> **REQUEST**
The data must be returned in full and exactly as given.

[start of RECORDS SUPPLIED]

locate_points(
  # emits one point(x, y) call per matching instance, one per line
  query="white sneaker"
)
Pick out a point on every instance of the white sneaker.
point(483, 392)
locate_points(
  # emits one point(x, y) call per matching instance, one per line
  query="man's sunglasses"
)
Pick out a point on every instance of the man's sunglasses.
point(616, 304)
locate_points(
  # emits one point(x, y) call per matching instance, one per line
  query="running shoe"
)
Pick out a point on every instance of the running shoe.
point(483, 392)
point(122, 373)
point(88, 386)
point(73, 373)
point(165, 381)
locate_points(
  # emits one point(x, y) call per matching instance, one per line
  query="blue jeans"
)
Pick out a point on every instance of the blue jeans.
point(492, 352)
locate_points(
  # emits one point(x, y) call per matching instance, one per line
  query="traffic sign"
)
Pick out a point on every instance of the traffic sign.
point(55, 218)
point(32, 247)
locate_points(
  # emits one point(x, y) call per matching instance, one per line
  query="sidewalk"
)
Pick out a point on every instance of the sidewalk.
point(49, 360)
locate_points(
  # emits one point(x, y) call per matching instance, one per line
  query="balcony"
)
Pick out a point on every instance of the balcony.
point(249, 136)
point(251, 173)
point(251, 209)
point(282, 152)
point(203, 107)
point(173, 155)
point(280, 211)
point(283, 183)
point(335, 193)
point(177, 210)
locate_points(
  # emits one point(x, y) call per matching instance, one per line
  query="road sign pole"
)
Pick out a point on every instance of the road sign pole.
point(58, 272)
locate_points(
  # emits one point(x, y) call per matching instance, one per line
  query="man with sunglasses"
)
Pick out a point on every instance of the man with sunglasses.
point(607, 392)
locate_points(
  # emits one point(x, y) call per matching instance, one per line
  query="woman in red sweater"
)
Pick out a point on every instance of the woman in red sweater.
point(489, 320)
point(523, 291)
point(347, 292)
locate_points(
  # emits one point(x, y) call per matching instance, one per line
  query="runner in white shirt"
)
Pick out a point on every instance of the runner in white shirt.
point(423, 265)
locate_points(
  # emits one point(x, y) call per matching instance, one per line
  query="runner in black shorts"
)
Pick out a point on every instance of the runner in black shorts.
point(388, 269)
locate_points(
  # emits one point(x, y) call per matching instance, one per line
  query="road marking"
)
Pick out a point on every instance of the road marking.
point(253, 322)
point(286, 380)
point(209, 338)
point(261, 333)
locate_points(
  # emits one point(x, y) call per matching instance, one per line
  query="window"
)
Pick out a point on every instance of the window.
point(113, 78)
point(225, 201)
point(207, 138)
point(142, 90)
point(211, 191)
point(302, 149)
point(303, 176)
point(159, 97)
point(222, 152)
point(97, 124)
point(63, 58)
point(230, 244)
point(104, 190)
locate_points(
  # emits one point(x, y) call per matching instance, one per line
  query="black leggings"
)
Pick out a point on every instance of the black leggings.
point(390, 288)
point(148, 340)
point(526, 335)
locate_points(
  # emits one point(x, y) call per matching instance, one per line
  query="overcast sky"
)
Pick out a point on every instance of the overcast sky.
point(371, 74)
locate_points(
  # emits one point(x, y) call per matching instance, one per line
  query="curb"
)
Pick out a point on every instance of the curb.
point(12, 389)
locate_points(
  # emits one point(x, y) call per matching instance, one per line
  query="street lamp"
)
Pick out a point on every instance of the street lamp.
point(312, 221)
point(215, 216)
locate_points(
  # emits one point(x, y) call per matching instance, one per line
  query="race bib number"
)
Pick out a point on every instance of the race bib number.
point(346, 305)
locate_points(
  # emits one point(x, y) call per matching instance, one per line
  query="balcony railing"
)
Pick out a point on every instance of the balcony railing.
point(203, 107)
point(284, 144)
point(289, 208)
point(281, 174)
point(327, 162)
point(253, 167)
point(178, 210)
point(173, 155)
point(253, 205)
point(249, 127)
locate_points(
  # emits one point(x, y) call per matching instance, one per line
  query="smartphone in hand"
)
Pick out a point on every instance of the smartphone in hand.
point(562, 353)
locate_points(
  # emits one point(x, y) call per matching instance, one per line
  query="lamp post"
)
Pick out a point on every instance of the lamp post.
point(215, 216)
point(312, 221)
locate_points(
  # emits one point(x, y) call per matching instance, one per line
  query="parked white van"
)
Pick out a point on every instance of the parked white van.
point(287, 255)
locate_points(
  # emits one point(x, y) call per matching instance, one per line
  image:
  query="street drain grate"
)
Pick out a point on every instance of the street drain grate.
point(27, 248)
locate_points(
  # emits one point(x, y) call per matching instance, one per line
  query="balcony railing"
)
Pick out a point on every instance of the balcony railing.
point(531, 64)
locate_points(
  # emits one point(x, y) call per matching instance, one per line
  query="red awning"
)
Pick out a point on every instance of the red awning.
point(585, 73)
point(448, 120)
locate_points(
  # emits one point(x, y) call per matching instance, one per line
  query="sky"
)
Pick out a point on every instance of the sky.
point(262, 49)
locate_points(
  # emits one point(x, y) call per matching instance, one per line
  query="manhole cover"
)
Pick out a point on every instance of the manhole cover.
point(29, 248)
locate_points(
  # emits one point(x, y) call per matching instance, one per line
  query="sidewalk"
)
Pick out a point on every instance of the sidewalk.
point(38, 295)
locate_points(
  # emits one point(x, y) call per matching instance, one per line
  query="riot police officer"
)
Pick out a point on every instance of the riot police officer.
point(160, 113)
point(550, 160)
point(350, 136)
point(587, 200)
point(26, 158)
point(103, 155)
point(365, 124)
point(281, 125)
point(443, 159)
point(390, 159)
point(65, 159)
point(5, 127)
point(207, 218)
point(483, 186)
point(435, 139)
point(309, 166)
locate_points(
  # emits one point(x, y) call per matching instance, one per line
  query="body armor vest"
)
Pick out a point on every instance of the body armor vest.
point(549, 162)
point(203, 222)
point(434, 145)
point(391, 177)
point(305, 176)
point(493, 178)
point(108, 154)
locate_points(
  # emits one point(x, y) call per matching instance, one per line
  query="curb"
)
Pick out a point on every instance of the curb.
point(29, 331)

[end of RECORDS SUPPLIED]

> **EXPECTED ANSWER**
locate_points(
  # emits one point(x, y) call per matching instance, one per line
  query="white sneaker"
)
Pick out a point on every instance of the white sneaker.
point(483, 392)
locate_points(
  # emits one point(x, y) call per matching instance, one per line
  query="man's sunglasses"
)
Pick out a point on every instance of the man's sunglasses.
point(616, 304)
locate_points(
  # emits one point(x, y) call per matching instance, one per line
  query="running shoe"
)
Pick out a point on every instance of the running shoe.
point(483, 392)
point(122, 373)
point(88, 386)
point(73, 373)
point(165, 381)
locate_points(
  # emits one point(x, y) call per matching instance, one per line
  query="blue jeans"
)
Pick out a point on every instance of the blue jeans.
point(492, 352)
locate_points(
  # emits one point(x, y) call per matching instance, one per line
  query="traffic sign"
)
Pick out a point on every instance of the traffic sign.
point(55, 218)
point(32, 247)
locate_points(
  # emits one point(x, y) call per matching instance, one per line
  query="sidewalk"
)
Pick out a point on every instance of the sidewalk.
point(49, 360)
locate_points(
  # emits one point(x, y) call per matching instance, one per line
  query="balcony"
)
Pick out a point on every instance of the balcony.
point(249, 136)
point(251, 173)
point(251, 209)
point(282, 152)
point(203, 107)
point(173, 155)
point(280, 211)
point(283, 183)
point(335, 193)
point(177, 210)
locate_points(
  # emits one point(x, y) call per matching instance, one per line
  query="road sign pole"
)
Pick out a point on every instance of the road sign pole.
point(58, 272)
locate_points(
  # emits one point(x, y) call per matching instance, one per line
  query="man with sunglasses"
)
Pick out a point on every instance of the man with sunglasses.
point(607, 392)
locate_points(
  # emits one point(x, y) call per matching instance, one per line
  query="woman in red sweater"
)
Pick out a point on every instance of the woman in red sweater.
point(489, 320)
point(523, 291)
point(347, 292)
locate_points(
  # emits one point(x, y) call per matching instance, one per line
  query="runner in white shirt"
)
Pick out a point on every instance of the runner in white shirt.
point(423, 265)
locate_points(
  # emits one point(x, y) call per matching instance, one per line
  query="runner in black shorts"
)
Pick out a point on every instance of the runner in black shorts.
point(388, 269)
locate_points(
  # emits one point(x, y) call per matching instance, one per line
  query="road marking"
)
Pick out a point on every instance of the road marking.
point(253, 322)
point(286, 380)
point(209, 338)
point(261, 333)
locate_points(
  # emits one point(x, y) call per matching instance, one per line
  query="window"
)
Pick out a point on every instance of the window.
point(113, 78)
point(225, 201)
point(207, 138)
point(142, 90)
point(211, 191)
point(302, 149)
point(303, 176)
point(159, 97)
point(222, 152)
point(97, 124)
point(63, 58)
point(230, 244)
point(104, 190)
locate_points(
  # emits one point(x, y) call per matching instance, one per line
  query="black leggings"
)
Pick out a point on every instance of the black leggings.
point(390, 288)
point(148, 340)
point(526, 335)
locate_points(
  # emits one point(x, y) call per matching instance, one per line
  query="overcast sky"
)
Pick out a point on every instance of the overcast sky.
point(371, 74)
locate_points(
  # emits one point(x, y) call per matching instance, one per line
  query="curb"
)
Pick out a point on every instance of the curb.
point(12, 389)
locate_points(
  # emits one point(x, y) call per matching instance, one per line
  query="street lamp"
)
Pick out a point on every instance of the street lamp.
point(312, 221)
point(215, 216)
locate_points(
  # emits one point(x, y) call per matching instance, one per line
  query="race bib number"
)
Pick out a point on every instance of the race bib number.
point(346, 305)
locate_points(
  # emits one point(x, y) call per matching instance, one per line
  query="balcony railing"
)
Pick out a point on every instance of the balcony railing.
point(203, 107)
point(284, 144)
point(289, 208)
point(281, 174)
point(327, 162)
point(253, 167)
point(178, 210)
point(173, 155)
point(253, 205)
point(249, 127)
locate_points(
  # emits one point(x, y) call per matching instance, one per line
  query="smartphone in hand"
)
Pick out a point on every instance of the smartphone in hand.
point(562, 353)
locate_points(
  # emits one point(x, y) call per matching instance, one per line
  query="lamp post"
)
Pick out a point on every instance of the lamp post.
point(215, 216)
point(312, 221)
locate_points(
  # emits one point(x, y) call per matching instance, one per line
  query="parked white van"
)
Pick out a point on every instance of the parked white van.
point(287, 255)
locate_points(
  # emits one point(x, y) call per matching instance, one per line
  image:
  query="street drain grate"
)
Pick out a point on every instance of the street drain grate.
point(27, 248)
locate_points(
  # emits one point(x, y) call per matching instance, one per line
  query="balcony railing"
)
Pick out a point on every instance of the balcony railing.
point(531, 64)
locate_points(
  # emits one point(x, y) call per matching instance, one per line
  query="red awning"
)
Pick out a point on every instance of the red awning.
point(585, 73)
point(448, 120)
locate_points(
  # emits one point(x, y) call per matching instance, one per line
  query="sky"
)
Pick out a point on every instance of the sky.
point(262, 49)
locate_points(
  # emits one point(x, y) call per matching instance, one per line
  query="manhole cover"
)
Pick out a point on every instance of the manhole cover.
point(29, 248)
locate_points(
  # emits one point(x, y) call per matching instance, one per line
  query="sidewalk"
)
Pick out a point on every instance of the sidewalk.
point(38, 295)
locate_points(
  # emits one point(x, y) call per matching instance, one per line
  query="riot police officer"
)
Pick out a point on every instance of the riot police officer.
point(160, 113)
point(550, 160)
point(350, 136)
point(587, 200)
point(26, 158)
point(103, 155)
point(365, 124)
point(281, 125)
point(443, 159)
point(390, 159)
point(65, 159)
point(5, 127)
point(207, 218)
point(483, 186)
point(435, 139)
point(309, 166)
locate_points(
  # emits one point(x, y) call per matching instance, one per line
  query="body armor vest"
)
Pick out a point on every instance of the body armor vest.
point(549, 162)
point(203, 222)
point(434, 145)
point(391, 177)
point(305, 176)
point(493, 178)
point(108, 154)
locate_points(
  # emits one point(x, y) call per matching instance, one per line
  query="curb"
)
Pick out a point on every instance of the curb.
point(29, 331)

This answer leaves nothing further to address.